• Objetivo: Explique, em uma a três frases e com base no excerto citado, por que razão o estilo "direto" invocado por Dijsselbloem não justifica o que ele disse.

• Excerto citado:
%%

Mas não nos fiquemos por aqui. Quando Dijsselbloem fala em gastarmos o dinheiro todo em mulheres impõe assim uma visão de heteronormatividade masculina sobre todo um povo, a figura da mulher é – mais uma vez – subsidiária da do homem. Prolonga-se assim a ideia de posse de uns sobre outras. E isso não pode ser defendido por alguém no cargo de presidente do Eurogrupo (ou outro qualquer que se deseje sério, entenda-se).

O holandês já se veio justificar, lamentando que “alguém se tenha sentido ofendido pelo comentário“, mas que se trata do seu estilo “direto” , como tal, não se demite. Essa alegada qualidade não nega, no entanto, a natureza do que disse, apenas a forma. Não confundamos, portanto, as coisas. Se ontem Dijsselbloem foi direto, hoje usa o seu dom de desconversa política como mais lhe convém.

Não deixa de ser igualmente curioso que, no meio de tanta polémica e tantas reações sobre as declarações do ministro holandês, haja quem, comentando as mesmas e em plena SIC, não consiga entender a triste ironia que é afirmar, perante uma pivô, “realmente as mulheres portuguesas são muito bonitas, como é o teu caso”. Bernardo Ferrão, jornalista, insistiu posteriormente ser um “elogio sincero”, mas não perceber que dizer aquilo num telejornal é, no mínimo, desadequado, é também não perceber o que ali foi comentar. Aliás, a SIC parece ser palco continuado deste tipo de situações embaraçosas:

Questiono-me sobre a falta de imaginação que estes homens têm quando lançam, em direto, aqueles elogios a uma jornalista. Adorava que uma lhes respondesse “também o acho um pão”, só para ver a reação dele e como reagiria ali em direto. Piada à parte e se dúvidas houvesse, fica assim claro que o machismo e a misoginia são claramente transversais, também de norte a sul da Europa. São, portanto, um ponto de união que importa combatermos, todas e todos. Por todos e por todas.

%%

• Conjunto de registos:
%%

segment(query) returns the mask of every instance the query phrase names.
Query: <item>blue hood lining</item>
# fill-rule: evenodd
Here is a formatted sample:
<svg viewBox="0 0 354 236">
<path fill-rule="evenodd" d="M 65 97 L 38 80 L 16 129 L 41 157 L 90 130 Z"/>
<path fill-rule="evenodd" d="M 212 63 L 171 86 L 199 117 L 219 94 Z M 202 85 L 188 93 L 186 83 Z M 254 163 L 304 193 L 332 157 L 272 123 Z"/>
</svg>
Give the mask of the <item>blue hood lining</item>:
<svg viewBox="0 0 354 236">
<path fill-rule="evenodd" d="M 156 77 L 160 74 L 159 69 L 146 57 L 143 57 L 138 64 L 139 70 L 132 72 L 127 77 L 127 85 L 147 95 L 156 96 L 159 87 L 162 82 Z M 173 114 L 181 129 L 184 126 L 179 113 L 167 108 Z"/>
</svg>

%%

• Resposta completa: Segundo o excerto citado, essa alegada qualidade não nega a natureza do que Dijsselbloem disse, apenas a forma. O estilo direto diz respeito ao modo de dizer, não ao conteúdo do comentário. Por isso, o autor pede que não se confundam as coisas.